→ **Your tasks**
a) List the organizations that the news brief on the AI Alliance names as members of the group.
b) Carry on the news brief about the Meta and IBM AI Alliance, starting after its last sentence.

***** Source text *****

Dive Brief:
- Meta and IBM launched a collective aimed at boosting AI innovation "while ensuring scientific rigor, trust, safety, security, diversity and economic competitiveness," the two organizations announced Tuesday.
- The AI Alliance is composed of more than 50 startups, organizations and universities already working on the technology. The group includes AMD, Dell Technologies, Hugging Face, Oracle and Intel.
- "We believe it’s better when AI is developed openly – more people can access the benefits, build innovative products and work on safety," said Nick Clegg, president, Global Affairs at Meta, in the announcement. "We’re looking forward to working with partners to advance the state-of-the-art in AI and help everyone build responsibly.”
Dive Insight:
IBM and Meta's latest alliance will aim to establish an open community that brings together developers and researchers to jointly address safety concerns surrounding the technology. The group plans to establish a governing board and technical oversight committee to establish overall project standards and guidelines.
Microsoft and OpenAI — which have taken a leadership position in the recent generative AI wave — are notably absent from the list, as are other big tech providers such as Google and AWS.
In response to enterprise concern over the safe deployment of AI, the field of providers has steadily added new features and capabilities surrounding AI safety and privacy.

***** Excerpted data *****

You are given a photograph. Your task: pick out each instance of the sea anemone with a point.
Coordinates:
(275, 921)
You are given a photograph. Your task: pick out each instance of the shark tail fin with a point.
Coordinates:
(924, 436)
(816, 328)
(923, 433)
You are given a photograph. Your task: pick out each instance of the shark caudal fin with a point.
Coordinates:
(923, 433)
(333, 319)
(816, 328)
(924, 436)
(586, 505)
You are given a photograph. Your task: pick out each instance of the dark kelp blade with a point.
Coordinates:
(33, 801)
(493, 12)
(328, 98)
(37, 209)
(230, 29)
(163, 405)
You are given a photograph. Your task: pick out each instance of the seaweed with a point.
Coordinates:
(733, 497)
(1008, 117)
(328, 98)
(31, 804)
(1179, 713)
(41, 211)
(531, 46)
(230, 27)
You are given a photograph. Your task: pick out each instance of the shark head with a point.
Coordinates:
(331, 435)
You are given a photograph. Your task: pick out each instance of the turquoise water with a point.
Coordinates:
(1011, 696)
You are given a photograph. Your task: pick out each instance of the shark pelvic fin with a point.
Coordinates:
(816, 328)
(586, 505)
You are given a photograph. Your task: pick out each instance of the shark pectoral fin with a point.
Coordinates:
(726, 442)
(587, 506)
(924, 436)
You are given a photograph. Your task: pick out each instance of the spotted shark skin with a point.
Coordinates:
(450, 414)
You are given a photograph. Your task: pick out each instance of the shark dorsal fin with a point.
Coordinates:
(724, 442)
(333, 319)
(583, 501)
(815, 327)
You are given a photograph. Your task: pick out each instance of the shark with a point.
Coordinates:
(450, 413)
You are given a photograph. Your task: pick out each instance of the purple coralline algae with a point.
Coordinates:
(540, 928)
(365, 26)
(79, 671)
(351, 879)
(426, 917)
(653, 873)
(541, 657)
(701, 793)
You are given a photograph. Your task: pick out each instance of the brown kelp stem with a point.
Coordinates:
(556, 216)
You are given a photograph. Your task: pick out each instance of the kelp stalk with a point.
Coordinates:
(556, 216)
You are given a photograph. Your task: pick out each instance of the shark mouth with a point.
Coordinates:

*****

→ **Answers for the exercise**
a) AMD, Dell Technologies, Hugging Face, Oracle, Intel

b)
Meta launched its Llama 2 large language model last summer, available free of charge for commercial and research use. The model was trained on 2 trillion tokens worth of publicly available data sources, Meta said.
Alongside the launch of the model, the company provided a responsible use guide and an acceptable use policy among other resources aimed at supporting safe AI development.
ChatGPT maker OpenAI has also addressed concerns over privacy and safe use of the technology through new functionality. The company added features such as the ability to turn off chat history in April, and later added more safety-geared capabilities to the enterprise-grade offering of the AI tool .
Earlier this month, AWS added new guardrails to its Bedrock service , letting users implement application-specific safeguards based on use cases and responsible AI policies.